REQUIRED WORK: Line by line, transcribe the data below exactly and pass over the images.

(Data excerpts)

• • • •

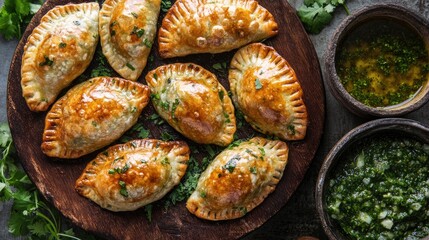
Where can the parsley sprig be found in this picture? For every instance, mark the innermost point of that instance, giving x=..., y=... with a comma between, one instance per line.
x=31, y=215
x=15, y=16
x=316, y=14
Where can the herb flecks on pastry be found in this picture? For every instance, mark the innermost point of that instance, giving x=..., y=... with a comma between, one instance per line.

• • • •

YOUR SOLUTION:
Where can the parsley sprig be found in this picture? For every instance, mark the innermost point of that instance, giving x=..., y=... with a comma between, one instance per line.
x=31, y=215
x=15, y=16
x=316, y=14
Where can the herb flecks on pastry be found in this picture? For every instance, mark the innermost point of that instance, giving x=..., y=... with a comma between, one instance per line.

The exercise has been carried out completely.